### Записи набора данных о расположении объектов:
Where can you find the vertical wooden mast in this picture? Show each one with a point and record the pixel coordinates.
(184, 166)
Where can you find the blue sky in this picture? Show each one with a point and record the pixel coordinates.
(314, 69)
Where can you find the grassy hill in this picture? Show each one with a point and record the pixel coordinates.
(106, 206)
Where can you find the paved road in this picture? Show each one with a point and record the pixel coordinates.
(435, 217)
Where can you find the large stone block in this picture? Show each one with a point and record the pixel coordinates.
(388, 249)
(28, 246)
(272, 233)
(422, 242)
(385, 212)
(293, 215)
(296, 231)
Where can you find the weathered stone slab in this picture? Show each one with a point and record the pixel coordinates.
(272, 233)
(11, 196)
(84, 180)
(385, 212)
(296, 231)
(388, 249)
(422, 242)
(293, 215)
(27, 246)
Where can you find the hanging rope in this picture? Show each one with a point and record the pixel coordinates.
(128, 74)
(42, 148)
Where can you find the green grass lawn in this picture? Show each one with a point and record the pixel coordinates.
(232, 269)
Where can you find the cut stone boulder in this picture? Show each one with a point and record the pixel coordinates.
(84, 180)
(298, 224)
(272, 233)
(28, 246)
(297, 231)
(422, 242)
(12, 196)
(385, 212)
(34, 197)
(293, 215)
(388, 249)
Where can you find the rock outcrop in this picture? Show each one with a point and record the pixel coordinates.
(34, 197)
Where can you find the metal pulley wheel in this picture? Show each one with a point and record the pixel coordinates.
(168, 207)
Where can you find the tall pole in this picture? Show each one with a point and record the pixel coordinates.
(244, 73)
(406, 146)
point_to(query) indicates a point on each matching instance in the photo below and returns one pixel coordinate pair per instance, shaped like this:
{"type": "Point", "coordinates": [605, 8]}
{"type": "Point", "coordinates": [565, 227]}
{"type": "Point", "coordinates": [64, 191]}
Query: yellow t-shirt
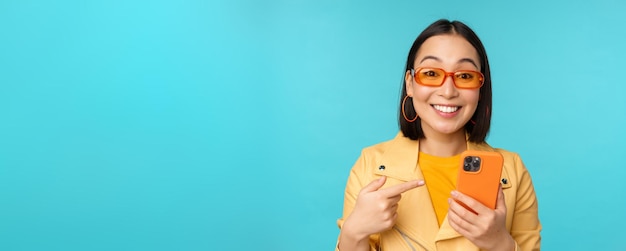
{"type": "Point", "coordinates": [440, 175]}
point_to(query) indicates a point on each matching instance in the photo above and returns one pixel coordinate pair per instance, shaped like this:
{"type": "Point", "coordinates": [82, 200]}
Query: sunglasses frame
{"type": "Point", "coordinates": [446, 74]}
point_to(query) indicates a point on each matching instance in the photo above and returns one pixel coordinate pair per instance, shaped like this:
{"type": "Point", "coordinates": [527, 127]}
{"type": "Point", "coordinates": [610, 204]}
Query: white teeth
{"type": "Point", "coordinates": [446, 109]}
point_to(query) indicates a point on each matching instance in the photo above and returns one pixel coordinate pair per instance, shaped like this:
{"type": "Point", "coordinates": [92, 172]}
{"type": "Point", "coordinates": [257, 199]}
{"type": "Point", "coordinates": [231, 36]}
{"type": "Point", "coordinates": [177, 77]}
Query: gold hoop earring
{"type": "Point", "coordinates": [404, 114]}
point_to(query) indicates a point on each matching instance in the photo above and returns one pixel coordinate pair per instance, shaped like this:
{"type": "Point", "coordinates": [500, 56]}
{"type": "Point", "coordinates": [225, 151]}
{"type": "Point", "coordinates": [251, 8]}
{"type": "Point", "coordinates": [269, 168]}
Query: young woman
{"type": "Point", "coordinates": [401, 193]}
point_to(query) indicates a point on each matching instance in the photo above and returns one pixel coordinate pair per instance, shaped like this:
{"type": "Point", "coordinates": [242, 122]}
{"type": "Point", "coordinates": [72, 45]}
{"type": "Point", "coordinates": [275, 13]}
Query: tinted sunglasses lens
{"type": "Point", "coordinates": [467, 79]}
{"type": "Point", "coordinates": [430, 76]}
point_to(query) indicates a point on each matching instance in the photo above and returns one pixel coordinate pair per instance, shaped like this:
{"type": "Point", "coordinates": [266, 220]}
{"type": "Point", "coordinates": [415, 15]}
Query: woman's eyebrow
{"type": "Point", "coordinates": [462, 60]}
{"type": "Point", "coordinates": [430, 57]}
{"type": "Point", "coordinates": [469, 60]}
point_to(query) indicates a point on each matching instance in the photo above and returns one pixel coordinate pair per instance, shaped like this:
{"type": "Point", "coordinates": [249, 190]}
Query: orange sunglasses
{"type": "Point", "coordinates": [464, 79]}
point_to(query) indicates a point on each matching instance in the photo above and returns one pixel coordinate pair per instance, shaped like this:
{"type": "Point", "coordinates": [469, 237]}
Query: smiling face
{"type": "Point", "coordinates": [444, 109]}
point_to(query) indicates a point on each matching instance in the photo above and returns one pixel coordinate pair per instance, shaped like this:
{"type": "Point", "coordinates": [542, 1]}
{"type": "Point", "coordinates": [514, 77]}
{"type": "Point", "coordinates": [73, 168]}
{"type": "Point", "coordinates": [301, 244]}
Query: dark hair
{"type": "Point", "coordinates": [482, 116]}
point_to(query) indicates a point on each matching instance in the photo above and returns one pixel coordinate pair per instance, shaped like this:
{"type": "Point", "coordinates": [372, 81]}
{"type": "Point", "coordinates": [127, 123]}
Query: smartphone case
{"type": "Point", "coordinates": [482, 185]}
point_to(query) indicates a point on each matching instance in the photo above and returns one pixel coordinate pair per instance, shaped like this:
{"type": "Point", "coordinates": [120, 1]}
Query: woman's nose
{"type": "Point", "coordinates": [448, 89]}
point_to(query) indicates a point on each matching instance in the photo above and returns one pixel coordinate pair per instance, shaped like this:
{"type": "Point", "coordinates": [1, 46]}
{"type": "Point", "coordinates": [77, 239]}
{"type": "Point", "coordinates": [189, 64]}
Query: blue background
{"type": "Point", "coordinates": [232, 125]}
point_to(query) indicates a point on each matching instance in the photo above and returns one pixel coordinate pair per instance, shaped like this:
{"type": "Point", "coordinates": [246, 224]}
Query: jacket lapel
{"type": "Point", "coordinates": [416, 216]}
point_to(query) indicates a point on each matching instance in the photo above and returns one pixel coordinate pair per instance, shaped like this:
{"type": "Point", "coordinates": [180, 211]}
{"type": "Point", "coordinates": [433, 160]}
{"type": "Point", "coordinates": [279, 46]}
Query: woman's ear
{"type": "Point", "coordinates": [408, 82]}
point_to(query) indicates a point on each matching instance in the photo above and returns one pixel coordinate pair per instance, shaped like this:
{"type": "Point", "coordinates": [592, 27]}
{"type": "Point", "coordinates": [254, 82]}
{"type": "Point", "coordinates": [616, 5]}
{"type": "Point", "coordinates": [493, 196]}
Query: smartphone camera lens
{"type": "Point", "coordinates": [471, 164]}
{"type": "Point", "coordinates": [467, 164]}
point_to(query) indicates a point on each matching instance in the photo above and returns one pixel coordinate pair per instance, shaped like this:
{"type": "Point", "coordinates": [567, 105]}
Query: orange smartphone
{"type": "Point", "coordinates": [479, 176]}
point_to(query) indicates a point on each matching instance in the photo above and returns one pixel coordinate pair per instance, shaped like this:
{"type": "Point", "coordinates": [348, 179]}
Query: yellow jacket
{"type": "Point", "coordinates": [416, 227]}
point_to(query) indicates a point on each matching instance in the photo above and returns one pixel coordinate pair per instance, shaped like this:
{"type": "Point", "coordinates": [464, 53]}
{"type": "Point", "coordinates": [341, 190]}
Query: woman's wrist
{"type": "Point", "coordinates": [507, 245]}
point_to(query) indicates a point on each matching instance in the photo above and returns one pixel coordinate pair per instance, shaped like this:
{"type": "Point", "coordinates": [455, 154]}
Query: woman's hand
{"type": "Point", "coordinates": [374, 211]}
{"type": "Point", "coordinates": [486, 228]}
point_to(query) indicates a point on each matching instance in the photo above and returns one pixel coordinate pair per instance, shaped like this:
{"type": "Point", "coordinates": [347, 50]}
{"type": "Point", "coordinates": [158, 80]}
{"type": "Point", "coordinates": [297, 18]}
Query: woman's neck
{"type": "Point", "coordinates": [444, 145]}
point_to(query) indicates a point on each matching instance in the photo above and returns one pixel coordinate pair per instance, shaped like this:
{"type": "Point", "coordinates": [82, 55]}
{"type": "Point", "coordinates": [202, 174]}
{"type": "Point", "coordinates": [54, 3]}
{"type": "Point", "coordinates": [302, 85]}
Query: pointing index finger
{"type": "Point", "coordinates": [401, 188]}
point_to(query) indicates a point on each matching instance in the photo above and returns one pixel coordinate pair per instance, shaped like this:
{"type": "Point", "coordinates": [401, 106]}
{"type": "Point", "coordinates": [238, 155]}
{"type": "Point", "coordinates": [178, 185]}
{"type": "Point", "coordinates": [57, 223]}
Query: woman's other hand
{"type": "Point", "coordinates": [486, 228]}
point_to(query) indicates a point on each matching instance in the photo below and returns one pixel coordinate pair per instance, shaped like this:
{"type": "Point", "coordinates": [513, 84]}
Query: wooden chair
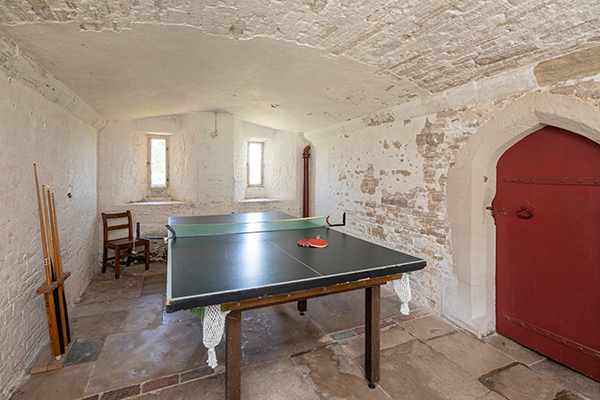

### Условие задания:
Найдите в списке выше все строки со словом «sunglasses» и выпишите каждую полностью. Регистр букв учитывается.

### Полный ответ:
Query: sunglasses frame
Query: tinted sunglasses lens
Query: orange sunglasses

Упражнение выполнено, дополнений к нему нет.